## ENTRIES SUPPLIED

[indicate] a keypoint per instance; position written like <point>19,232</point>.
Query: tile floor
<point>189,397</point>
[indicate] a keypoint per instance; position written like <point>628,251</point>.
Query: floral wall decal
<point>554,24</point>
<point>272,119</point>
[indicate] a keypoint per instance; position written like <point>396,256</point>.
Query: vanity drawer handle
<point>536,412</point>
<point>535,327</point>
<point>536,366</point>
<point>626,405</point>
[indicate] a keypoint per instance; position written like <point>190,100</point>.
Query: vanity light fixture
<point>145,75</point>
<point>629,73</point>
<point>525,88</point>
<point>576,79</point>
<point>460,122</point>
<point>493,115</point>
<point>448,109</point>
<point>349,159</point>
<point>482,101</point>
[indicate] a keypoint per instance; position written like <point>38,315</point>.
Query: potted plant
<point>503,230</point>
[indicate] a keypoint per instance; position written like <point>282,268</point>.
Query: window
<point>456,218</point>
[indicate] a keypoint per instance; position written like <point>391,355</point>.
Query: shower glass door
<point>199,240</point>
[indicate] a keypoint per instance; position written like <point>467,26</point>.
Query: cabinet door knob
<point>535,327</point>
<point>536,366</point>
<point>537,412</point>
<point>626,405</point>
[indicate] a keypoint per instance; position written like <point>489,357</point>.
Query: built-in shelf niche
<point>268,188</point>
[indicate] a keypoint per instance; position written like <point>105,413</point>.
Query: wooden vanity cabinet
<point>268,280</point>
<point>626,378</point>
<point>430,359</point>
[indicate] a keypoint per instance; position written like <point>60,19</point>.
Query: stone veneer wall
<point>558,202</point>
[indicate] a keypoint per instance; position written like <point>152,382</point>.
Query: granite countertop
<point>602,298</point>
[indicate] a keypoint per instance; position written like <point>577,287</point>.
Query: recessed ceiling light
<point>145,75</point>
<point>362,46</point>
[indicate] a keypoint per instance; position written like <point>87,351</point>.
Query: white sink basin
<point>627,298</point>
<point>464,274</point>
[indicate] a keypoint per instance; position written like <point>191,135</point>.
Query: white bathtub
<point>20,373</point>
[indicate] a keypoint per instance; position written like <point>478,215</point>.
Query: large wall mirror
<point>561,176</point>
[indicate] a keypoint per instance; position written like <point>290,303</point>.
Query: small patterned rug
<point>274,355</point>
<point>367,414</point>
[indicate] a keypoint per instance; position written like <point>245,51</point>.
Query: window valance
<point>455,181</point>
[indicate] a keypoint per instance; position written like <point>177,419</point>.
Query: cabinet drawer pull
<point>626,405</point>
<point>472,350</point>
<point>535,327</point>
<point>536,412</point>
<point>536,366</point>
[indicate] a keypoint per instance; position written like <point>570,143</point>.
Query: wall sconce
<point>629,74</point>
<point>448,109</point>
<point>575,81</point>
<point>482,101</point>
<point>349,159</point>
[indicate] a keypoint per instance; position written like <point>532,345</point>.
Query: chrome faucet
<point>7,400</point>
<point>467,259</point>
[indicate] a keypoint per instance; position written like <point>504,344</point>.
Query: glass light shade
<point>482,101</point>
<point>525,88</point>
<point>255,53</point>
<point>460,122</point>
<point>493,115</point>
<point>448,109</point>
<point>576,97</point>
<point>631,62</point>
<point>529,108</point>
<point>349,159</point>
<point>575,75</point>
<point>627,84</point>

## SHORT PROBLEM
All of the material must be reproduced exactly.

## EXERCISE SOLUTION
[indicate] a keypoint per instance; position written like <point>19,232</point>.
Query: tile floor
<point>189,397</point>
[indicate] a keypoint per instance; position written like <point>628,251</point>.
Query: floral wall decal
<point>554,24</point>
<point>272,119</point>
[indicate] a keypoint per instance; position written like <point>396,256</point>.
Query: vanity drawer handle
<point>536,412</point>
<point>535,327</point>
<point>536,366</point>
<point>626,405</point>
[indicate] a keypoint per instance; position written like <point>190,100</point>.
Query: vanity light fixture
<point>145,75</point>
<point>629,73</point>
<point>525,88</point>
<point>576,79</point>
<point>460,122</point>
<point>493,115</point>
<point>448,109</point>
<point>349,159</point>
<point>482,101</point>
[indicate] a keypoint per instance; position written like <point>38,315</point>.
Query: potted plant
<point>503,230</point>
[indicate] a keypoint per instance; position written like <point>282,268</point>.
Query: window
<point>456,218</point>
[indicate] a keypoint per instance; position written like <point>391,355</point>.
Query: shower glass door
<point>199,240</point>
[indicate] a keypoint per instance; position written like <point>467,26</point>.
Query: cabinet door knob
<point>535,327</point>
<point>536,366</point>
<point>537,412</point>
<point>626,405</point>
[indicate] a keypoint per instance; position written like <point>489,357</point>.
Query: built-in shelf niche
<point>268,188</point>
[indicate] a keypoint per instance; position written like <point>105,413</point>.
Query: wooden vanity cabinet
<point>268,280</point>
<point>626,378</point>
<point>430,359</point>
[indicate] a keypoint per instance; position written like <point>60,19</point>.
Query: stone veneer wall
<point>558,202</point>
[indicate] a keypoint per instance; position written like <point>152,382</point>.
Query: granite countertop
<point>602,298</point>
[indicate] a keypoint per instance; position written like <point>577,287</point>.
Query: recessed ceiling light
<point>145,75</point>
<point>362,46</point>
[indicate] a keypoint per instance; position written like <point>87,351</point>.
Query: white sink basin
<point>627,298</point>
<point>464,274</point>
[indicate] a keypoint per instance; position written like <point>191,135</point>.
Query: white bathtub
<point>20,373</point>
[indicate] a keypoint per instance; position written like <point>478,215</point>.
Query: large wall mirror
<point>561,176</point>
[indicate] a keypoint per instance; position written like <point>290,303</point>.
Query: small patterned rug
<point>274,355</point>
<point>367,414</point>
[indicate] a keypoint per instance; position written like <point>245,51</point>.
Query: window valance
<point>455,181</point>
[indicate] a keypoint per instance; position written like <point>177,419</point>.
Query: cabinet drawer pull
<point>626,405</point>
<point>472,350</point>
<point>535,327</point>
<point>536,412</point>
<point>536,366</point>
[indicate] a keypoint per instance; position written like <point>570,143</point>.
Query: wall sconce
<point>629,74</point>
<point>448,109</point>
<point>575,81</point>
<point>482,101</point>
<point>349,159</point>
[indicate] a keypoint per instance; position written like <point>532,345</point>.
Query: chrome faucet
<point>7,400</point>
<point>467,259</point>
[indicate] a keypoint per instance; position written like <point>504,344</point>.
Query: glass light shade
<point>482,101</point>
<point>525,88</point>
<point>255,53</point>
<point>460,122</point>
<point>493,115</point>
<point>448,109</point>
<point>576,97</point>
<point>631,62</point>
<point>529,108</point>
<point>349,159</point>
<point>575,75</point>
<point>627,84</point>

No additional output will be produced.